◆ To be done ◆
**1)** Render this sentence from the Venom movie review in Spanish: "I also know what Venom and Carnage are, more or less."
**2)** In the Venom movie review, repeat the passage from "Let there be perfunctory" up to and including "roster in MSF.".

◆ Text to read ◆
******

That seemed quite fresh to me, after countless sci-fi movies with indestructible, motiveless nasty aliens that like to kill everyone with their sharp, pointy bits. Yuck.
By the end, Hardy and Venom have their own physical and emotional “odd couple” symbiosis, with Venom wanting to roam the city stopping bad guys – principally by eating their heads – and Hardy doing his best to keep Venom in check.
Unfortunately, Venom: Let There Be Carnage would have needed translating into girl for me to like it more than I did. I’ll explain what I mean in a moment…

Let there be perfunctory characterisation
So first off, let’s explain what I don’t mean. I get superheroes. I really do. I’d like to think I’m down with the superheroes and superheroines, both Marvel and DC. I also know what Venom and Carnage are, more or less. Look, here’s my Symbiote roster in MSF.

I just finished the City nodes of my timed DD4 run in only a few days with those bad boys (and girl – Scream, you changed my life, you really did), and I one-shot the first two nodes at that, I’ll have you know.

******

Collected data entries:
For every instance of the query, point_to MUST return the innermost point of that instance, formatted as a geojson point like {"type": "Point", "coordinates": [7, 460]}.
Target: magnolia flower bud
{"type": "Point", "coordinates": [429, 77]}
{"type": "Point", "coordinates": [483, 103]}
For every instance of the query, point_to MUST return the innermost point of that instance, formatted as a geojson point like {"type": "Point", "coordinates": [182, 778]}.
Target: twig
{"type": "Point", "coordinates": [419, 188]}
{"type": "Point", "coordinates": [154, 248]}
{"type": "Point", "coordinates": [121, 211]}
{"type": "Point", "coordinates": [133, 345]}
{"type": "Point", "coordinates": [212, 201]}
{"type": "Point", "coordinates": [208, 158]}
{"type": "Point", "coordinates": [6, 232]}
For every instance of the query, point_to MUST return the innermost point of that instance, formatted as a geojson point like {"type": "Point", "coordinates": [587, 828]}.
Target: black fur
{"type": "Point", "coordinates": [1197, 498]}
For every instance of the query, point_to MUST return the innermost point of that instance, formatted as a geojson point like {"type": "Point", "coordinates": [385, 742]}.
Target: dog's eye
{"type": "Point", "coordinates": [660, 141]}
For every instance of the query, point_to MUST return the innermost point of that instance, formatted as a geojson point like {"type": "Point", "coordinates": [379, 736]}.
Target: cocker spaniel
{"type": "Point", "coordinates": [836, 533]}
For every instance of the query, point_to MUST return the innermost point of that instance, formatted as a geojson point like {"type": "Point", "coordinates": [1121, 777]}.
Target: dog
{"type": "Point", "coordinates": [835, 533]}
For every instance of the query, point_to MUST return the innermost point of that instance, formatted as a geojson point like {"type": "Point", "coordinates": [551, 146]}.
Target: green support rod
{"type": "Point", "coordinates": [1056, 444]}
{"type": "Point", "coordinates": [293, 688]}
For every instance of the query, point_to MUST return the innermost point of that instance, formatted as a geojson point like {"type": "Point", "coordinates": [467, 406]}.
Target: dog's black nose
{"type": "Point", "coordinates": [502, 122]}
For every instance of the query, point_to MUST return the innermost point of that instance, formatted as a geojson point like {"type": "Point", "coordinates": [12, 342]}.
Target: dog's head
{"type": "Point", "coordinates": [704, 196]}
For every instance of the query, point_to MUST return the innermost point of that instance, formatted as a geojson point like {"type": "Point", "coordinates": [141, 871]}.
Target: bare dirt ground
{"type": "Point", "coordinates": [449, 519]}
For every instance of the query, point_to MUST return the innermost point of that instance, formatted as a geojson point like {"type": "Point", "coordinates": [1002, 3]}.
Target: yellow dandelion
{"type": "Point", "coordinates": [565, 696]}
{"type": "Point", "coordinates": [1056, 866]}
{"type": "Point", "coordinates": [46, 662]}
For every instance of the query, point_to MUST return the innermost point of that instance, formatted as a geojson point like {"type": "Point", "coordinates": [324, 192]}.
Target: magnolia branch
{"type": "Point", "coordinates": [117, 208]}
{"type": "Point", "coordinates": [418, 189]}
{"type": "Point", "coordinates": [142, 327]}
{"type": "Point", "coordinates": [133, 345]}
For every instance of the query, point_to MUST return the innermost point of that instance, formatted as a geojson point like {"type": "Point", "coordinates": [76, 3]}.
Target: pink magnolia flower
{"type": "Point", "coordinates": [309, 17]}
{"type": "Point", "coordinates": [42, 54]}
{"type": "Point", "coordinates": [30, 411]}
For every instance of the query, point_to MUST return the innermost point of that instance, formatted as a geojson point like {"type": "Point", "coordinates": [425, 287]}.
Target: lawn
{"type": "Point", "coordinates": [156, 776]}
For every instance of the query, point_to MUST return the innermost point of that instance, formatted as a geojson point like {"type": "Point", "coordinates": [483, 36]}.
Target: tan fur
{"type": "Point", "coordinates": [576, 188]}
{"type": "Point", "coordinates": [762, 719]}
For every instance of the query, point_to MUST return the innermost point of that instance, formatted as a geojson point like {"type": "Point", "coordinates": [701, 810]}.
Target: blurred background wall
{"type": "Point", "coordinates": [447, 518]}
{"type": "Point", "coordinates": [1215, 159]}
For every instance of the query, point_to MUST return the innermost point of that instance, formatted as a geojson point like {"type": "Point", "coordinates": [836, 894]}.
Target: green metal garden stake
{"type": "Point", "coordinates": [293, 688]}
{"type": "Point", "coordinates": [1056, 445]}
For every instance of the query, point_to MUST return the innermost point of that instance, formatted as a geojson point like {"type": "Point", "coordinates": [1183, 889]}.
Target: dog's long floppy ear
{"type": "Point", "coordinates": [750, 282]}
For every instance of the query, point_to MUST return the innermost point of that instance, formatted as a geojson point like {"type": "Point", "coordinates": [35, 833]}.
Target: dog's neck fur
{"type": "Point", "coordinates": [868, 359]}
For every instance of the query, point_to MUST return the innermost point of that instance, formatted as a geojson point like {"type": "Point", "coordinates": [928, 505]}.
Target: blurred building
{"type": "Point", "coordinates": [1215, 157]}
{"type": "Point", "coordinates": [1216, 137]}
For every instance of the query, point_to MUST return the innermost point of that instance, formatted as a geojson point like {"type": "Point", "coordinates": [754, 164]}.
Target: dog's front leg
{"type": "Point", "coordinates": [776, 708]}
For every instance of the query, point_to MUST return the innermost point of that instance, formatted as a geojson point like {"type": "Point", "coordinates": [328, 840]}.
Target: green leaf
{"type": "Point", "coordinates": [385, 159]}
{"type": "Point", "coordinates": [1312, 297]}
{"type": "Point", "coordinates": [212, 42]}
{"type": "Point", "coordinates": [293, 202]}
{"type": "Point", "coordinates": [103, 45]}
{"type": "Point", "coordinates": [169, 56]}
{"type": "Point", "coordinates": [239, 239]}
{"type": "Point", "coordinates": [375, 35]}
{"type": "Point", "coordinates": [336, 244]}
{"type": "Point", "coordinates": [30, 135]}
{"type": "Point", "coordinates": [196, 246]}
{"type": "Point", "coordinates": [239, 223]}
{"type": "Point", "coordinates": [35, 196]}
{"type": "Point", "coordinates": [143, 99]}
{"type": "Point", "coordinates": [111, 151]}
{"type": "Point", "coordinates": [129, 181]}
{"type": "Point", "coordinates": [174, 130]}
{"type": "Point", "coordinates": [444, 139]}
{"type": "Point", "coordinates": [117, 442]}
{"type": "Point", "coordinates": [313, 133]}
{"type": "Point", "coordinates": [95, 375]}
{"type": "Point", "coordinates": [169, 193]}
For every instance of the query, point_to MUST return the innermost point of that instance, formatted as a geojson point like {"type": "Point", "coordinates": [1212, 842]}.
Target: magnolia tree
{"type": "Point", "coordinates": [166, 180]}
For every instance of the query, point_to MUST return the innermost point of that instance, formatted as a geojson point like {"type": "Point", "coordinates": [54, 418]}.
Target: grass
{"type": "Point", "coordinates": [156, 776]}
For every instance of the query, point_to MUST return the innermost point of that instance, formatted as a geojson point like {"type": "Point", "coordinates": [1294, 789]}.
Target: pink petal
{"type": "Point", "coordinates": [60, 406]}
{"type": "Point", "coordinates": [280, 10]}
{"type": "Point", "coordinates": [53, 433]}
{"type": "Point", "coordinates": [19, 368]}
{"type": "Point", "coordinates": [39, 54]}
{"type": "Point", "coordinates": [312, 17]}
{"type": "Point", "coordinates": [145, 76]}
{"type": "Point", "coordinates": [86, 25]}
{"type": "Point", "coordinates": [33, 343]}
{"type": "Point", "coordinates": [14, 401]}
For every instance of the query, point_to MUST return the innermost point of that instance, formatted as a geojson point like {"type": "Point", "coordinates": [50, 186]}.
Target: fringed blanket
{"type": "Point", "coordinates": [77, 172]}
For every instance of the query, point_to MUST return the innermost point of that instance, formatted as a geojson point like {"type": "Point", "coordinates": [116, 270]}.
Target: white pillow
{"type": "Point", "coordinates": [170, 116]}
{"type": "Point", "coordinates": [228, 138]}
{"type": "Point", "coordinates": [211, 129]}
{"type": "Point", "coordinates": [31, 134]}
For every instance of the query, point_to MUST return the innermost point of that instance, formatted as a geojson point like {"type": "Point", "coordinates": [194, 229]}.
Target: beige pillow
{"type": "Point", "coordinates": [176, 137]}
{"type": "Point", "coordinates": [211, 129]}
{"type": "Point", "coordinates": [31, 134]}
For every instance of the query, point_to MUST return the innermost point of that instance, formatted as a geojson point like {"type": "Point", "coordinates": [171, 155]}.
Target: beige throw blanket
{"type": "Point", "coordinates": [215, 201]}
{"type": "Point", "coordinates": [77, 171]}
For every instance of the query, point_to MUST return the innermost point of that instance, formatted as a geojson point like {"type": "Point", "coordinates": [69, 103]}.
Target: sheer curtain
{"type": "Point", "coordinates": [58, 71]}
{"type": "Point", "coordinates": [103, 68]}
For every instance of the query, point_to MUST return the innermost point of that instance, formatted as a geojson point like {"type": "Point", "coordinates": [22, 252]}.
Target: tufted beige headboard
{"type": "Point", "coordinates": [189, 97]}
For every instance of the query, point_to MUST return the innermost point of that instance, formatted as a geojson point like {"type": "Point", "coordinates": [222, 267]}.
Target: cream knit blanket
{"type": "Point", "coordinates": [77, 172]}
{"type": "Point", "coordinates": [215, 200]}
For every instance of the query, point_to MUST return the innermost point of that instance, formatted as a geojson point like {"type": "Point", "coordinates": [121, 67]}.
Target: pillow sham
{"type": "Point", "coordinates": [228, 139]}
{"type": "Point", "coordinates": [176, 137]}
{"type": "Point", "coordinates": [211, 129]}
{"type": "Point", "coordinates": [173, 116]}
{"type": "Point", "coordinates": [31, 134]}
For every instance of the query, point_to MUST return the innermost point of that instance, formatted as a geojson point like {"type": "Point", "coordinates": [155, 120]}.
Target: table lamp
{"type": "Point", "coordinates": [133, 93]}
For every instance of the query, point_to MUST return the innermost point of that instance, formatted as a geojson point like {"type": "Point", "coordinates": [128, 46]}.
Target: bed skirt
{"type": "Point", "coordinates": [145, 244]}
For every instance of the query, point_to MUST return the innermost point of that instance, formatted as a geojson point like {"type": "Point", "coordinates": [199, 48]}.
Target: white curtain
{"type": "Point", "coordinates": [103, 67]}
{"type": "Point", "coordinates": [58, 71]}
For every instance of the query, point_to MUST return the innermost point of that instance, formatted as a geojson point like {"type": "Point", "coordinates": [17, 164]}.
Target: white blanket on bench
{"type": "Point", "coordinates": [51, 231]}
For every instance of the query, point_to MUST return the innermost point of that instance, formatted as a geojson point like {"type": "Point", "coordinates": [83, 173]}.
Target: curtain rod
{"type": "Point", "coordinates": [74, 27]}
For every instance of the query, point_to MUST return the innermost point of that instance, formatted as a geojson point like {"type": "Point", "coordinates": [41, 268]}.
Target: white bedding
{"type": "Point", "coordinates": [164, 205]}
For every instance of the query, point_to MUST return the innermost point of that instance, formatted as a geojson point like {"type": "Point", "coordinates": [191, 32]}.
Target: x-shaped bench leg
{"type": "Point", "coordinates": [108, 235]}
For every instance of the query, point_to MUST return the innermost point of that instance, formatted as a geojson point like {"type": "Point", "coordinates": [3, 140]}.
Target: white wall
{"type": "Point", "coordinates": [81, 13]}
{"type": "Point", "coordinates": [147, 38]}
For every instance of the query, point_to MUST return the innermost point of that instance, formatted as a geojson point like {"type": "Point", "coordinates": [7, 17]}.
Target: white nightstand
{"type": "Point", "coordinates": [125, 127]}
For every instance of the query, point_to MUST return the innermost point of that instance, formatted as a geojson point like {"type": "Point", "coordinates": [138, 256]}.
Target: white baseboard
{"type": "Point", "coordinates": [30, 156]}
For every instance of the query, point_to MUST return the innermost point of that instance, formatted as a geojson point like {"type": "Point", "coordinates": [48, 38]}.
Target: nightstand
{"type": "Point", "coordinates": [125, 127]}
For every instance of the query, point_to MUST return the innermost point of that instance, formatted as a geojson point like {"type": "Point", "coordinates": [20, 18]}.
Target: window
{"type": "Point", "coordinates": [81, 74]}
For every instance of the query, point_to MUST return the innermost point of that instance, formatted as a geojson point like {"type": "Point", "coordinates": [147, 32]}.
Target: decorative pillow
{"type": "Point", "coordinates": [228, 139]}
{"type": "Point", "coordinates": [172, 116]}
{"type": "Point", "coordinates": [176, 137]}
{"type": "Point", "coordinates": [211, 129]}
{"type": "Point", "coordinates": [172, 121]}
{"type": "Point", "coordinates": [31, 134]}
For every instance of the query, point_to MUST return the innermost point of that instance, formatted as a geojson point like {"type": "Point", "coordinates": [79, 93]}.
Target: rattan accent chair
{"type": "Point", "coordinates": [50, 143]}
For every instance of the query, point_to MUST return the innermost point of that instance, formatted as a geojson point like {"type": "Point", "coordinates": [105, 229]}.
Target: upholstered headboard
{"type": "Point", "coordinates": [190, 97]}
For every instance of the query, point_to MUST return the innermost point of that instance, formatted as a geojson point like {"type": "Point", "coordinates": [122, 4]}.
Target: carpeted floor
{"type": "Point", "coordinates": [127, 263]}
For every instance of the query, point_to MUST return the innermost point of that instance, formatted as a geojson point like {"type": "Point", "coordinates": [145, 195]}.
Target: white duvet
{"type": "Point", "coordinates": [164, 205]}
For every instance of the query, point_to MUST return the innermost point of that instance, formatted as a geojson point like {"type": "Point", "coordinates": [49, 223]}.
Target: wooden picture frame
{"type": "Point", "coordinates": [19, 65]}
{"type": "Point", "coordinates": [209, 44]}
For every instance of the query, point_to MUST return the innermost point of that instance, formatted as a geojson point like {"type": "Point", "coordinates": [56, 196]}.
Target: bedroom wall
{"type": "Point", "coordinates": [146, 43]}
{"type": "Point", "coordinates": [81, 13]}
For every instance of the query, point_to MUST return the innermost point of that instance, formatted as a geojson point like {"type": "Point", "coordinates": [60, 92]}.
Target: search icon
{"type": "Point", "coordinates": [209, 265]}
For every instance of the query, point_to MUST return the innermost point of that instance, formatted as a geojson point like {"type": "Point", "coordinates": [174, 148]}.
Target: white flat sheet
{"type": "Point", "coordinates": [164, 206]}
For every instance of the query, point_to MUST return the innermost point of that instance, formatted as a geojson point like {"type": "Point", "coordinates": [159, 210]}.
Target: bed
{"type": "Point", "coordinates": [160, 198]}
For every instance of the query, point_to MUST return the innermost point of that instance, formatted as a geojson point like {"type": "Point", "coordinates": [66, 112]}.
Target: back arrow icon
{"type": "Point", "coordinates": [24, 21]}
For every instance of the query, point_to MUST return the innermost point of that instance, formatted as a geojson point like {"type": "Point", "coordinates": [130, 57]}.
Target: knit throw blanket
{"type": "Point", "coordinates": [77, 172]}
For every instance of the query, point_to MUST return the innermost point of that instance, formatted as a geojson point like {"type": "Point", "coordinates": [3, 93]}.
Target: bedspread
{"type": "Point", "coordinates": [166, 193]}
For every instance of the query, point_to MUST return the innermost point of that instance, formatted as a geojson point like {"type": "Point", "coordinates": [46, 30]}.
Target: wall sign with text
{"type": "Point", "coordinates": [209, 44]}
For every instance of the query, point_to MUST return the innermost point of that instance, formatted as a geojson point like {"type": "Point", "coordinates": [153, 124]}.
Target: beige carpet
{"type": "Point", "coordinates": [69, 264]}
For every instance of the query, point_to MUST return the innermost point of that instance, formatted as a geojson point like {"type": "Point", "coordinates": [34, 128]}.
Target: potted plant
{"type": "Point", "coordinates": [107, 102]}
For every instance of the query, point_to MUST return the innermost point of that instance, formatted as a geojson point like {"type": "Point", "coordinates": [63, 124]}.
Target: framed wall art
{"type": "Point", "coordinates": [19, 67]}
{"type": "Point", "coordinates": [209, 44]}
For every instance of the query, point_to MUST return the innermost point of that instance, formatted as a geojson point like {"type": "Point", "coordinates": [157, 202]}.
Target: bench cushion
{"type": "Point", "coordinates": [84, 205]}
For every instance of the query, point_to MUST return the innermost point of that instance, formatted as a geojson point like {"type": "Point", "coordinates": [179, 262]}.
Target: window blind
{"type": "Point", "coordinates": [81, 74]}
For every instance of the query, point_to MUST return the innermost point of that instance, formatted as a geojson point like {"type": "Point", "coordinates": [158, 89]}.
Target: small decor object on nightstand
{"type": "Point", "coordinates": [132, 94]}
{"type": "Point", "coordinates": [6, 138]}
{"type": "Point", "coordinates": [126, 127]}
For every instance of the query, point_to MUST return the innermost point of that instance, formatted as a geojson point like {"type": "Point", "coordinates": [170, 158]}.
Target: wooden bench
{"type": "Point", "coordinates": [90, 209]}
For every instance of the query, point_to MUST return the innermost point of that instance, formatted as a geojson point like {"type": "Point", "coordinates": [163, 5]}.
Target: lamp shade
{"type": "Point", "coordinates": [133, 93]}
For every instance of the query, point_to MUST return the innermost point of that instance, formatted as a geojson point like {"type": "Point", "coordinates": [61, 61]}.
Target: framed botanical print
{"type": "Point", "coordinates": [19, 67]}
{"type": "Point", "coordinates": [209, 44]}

******

◆ Solutions ◆
**1)** También sé lo que son Venom y Carnage, más o menos.

**2)**
Let there be perfunctory characterisation
So first off, let’s explain what I don’t mean. I get superheroes. I really do. I’d like to think I’m down with the superheroes and superheroines, both Marvel and DC. I also know what Venom and Carnage are, more or less. Look, here’s my Symbiote roster in MSF.